WORK REQUIRED. Please edit the material below so that every "gripping" becomes "holding", and leave all else as it is.

DATA EXCERPTS.
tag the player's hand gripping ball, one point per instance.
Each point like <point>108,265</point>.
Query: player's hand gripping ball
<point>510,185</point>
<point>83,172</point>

OUTPUT OF THE EXERCISE.
tag the player's hand holding ball, one point per instance.
Each point like <point>108,265</point>.
Query: player's hand holding ball
<point>510,185</point>
<point>83,172</point>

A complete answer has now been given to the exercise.